§ **Problem**
Write the data out again, word for word.

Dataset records
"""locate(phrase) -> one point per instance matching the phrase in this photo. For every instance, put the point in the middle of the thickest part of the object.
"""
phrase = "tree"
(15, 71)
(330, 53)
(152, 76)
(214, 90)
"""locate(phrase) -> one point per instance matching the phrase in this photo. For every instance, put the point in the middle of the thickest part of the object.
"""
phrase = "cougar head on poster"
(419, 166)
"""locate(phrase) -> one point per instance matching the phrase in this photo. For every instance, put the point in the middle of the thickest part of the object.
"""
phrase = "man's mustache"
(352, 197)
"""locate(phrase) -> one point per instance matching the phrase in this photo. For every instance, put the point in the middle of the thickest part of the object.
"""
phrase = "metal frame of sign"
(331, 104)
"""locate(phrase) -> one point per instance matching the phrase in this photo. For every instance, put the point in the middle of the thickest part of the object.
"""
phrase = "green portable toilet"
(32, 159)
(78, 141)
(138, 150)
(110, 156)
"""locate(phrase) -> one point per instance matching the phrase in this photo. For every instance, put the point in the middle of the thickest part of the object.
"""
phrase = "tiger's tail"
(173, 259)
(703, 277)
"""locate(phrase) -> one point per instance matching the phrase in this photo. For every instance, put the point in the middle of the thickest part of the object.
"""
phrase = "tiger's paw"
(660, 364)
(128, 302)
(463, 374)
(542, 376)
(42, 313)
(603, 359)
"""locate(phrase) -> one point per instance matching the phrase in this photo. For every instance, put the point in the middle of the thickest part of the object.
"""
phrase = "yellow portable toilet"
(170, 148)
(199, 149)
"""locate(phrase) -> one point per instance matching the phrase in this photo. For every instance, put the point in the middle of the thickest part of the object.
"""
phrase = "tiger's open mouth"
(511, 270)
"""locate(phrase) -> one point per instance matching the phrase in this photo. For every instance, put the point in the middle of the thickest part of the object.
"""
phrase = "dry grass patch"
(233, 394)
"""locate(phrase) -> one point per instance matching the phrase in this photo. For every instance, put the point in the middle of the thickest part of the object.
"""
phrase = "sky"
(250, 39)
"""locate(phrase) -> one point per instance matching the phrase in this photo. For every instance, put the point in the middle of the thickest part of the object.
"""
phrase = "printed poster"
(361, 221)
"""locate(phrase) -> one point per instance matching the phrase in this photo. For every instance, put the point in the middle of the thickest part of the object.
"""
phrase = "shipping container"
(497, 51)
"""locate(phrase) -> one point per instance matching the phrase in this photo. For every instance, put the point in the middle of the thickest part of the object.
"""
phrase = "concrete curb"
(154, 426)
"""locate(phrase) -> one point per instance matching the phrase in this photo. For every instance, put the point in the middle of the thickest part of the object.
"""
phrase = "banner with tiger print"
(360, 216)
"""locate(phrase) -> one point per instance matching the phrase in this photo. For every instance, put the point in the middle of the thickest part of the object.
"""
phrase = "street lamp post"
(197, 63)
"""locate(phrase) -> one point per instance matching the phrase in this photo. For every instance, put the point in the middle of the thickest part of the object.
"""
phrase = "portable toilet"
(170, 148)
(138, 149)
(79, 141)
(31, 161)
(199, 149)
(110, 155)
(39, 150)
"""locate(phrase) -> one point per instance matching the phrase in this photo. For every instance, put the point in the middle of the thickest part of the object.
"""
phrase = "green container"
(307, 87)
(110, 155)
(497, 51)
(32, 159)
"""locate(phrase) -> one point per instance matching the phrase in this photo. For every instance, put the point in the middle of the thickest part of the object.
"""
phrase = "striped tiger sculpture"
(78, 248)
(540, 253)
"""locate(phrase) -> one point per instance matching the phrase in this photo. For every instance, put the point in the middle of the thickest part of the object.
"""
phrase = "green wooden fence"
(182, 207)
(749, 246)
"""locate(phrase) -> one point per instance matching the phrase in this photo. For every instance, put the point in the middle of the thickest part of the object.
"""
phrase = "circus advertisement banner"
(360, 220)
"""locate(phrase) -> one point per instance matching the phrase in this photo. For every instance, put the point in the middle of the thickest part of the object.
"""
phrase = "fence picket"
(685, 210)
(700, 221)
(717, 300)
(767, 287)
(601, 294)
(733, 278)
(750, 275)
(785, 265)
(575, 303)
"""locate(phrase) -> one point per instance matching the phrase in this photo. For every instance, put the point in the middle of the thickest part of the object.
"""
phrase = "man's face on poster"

§ **Written response**
"""locate(phrase) -> one point per instance matching the phrase in this photo. For every instance, put the point in the middle of the thickest part of the object.
"""
phrase = "tree"
(15, 71)
(330, 53)
(152, 76)
(214, 90)
"""locate(phrase) -> one point per instance matching the phrase in this photo. For every instance, put the point in the middle of the thickest part of the object.
"""
phrase = "cougar head on poster"
(419, 166)
"""locate(phrase) -> one point per instance matching the phrase in this photo. For every instance, put the point in the middle of the thickest part of the object.
"""
phrase = "man's mustache"
(352, 197)
"""locate(phrase) -> one point per instance matching the phrase in this photo. For every instance, put the point in the middle of the thickest part of the object.
"""
phrase = "metal frame of sign"
(331, 104)
"""locate(phrase) -> one point per instance matching the phrase in this photo. For every instance, put the point in the middle of the thickest part of the object.
"""
phrase = "green portable toilet"
(32, 159)
(78, 141)
(138, 150)
(110, 156)
"""locate(phrase) -> one point per instance matching the phrase in this photo. For every instance, put the point in the middle of the thickest part of the object.
"""
phrase = "tiger's tail"
(173, 259)
(703, 277)
"""locate(phrase) -> one point per instance matching the phrase in this photo. For every instance, put the point in the middle of the thickest part of the object.
"""
phrase = "tiger's paw"
(660, 364)
(128, 302)
(463, 374)
(542, 376)
(42, 313)
(603, 359)
"""locate(phrase) -> one point per instance matching the phrase in this photo. For every instance, put the point in the middle of the thickest part of the object.
"""
phrase = "yellow portable toilet"
(170, 148)
(199, 149)
"""locate(phrase) -> one point per instance matching the phrase in this photo. For every instance, put the point in the middle of the thickest part of the object.
"""
phrase = "tiger's open mouth"
(511, 270)
"""locate(phrase) -> one point per instance matching the phrase in this photo. For every instance, put the point in the middle of the thickest part of the object.
"""
phrase = "dry grass patch"
(233, 394)
"""locate(phrase) -> one point per instance matching the phrase in this photo. For every instance, put the point in the middle of the thickest part of the object.
"""
phrase = "sky"
(250, 39)
"""locate(phrase) -> one point per instance matching the phrase in this photo. For every instance, put the point in the middle of the thickest part of the object.
"""
phrase = "printed poster"
(361, 221)
"""locate(phrase) -> one point per instance matching the phrase in this photo. For every instance, put the point in the middle of the thickest part of the object.
"""
phrase = "shipping container"
(497, 51)
"""locate(phrase) -> one point per instance matching the phrase in this photo. For every instance, put the point in the middle of the thickest part of the object.
"""
phrase = "concrete curb"
(154, 426)
"""locate(phrase) -> one point per instance matching the phrase in this photo. For every instance, put the point in the middle of the thickest part of the object.
"""
phrase = "banner with tiger print"
(360, 216)
"""locate(phrase) -> one point per instance matching the phrase in this photo. For every instance, put the point in the middle of the thickest part of the object.
"""
phrase = "street lamp post"
(197, 63)
"""locate(phrase) -> one point per instance matching the phrase in this photo. For every instance, put the point in the middle of the thickest part of the object.
"""
phrase = "portable toilet"
(170, 148)
(138, 149)
(79, 141)
(31, 161)
(199, 149)
(110, 155)
(39, 150)
"""locate(phrase) -> one point per instance matching the phrase in this photo. For every instance, put the point in the middle of the thickest part of the object.
"""
phrase = "green container"
(307, 87)
(110, 155)
(497, 51)
(32, 159)
"""locate(phrase) -> one point per instance matching the phrase in this photo. For every instance, put the point in the middle of the thickest part of the object.
"""
phrase = "striped tiger sculpture"
(78, 248)
(540, 253)
"""locate(phrase) -> one point per instance matching the phrase in this photo. For every instance, put the point in the middle of the thickest part of the object.
"""
phrase = "green wooden fence"
(182, 207)
(749, 246)
"""locate(phrase) -> one point per instance matching the phrase in this photo. For every instance, put the point in the middle of the thickest part of the object.
"""
phrase = "circus advertisement banner"
(360, 220)
"""locate(phrase) -> one point per instance matching the phrase in this photo. For every instance, put the point in the middle of the thickest part of the object.
"""
phrase = "fence picket"
(685, 210)
(700, 221)
(717, 300)
(767, 287)
(601, 294)
(733, 278)
(750, 275)
(785, 265)
(575, 303)
"""locate(phrase) -> one point per instance matching the phrase in this photo. For every instance, put the point in the middle of the thickest part of the object.
"""
phrase = "man's face on poster"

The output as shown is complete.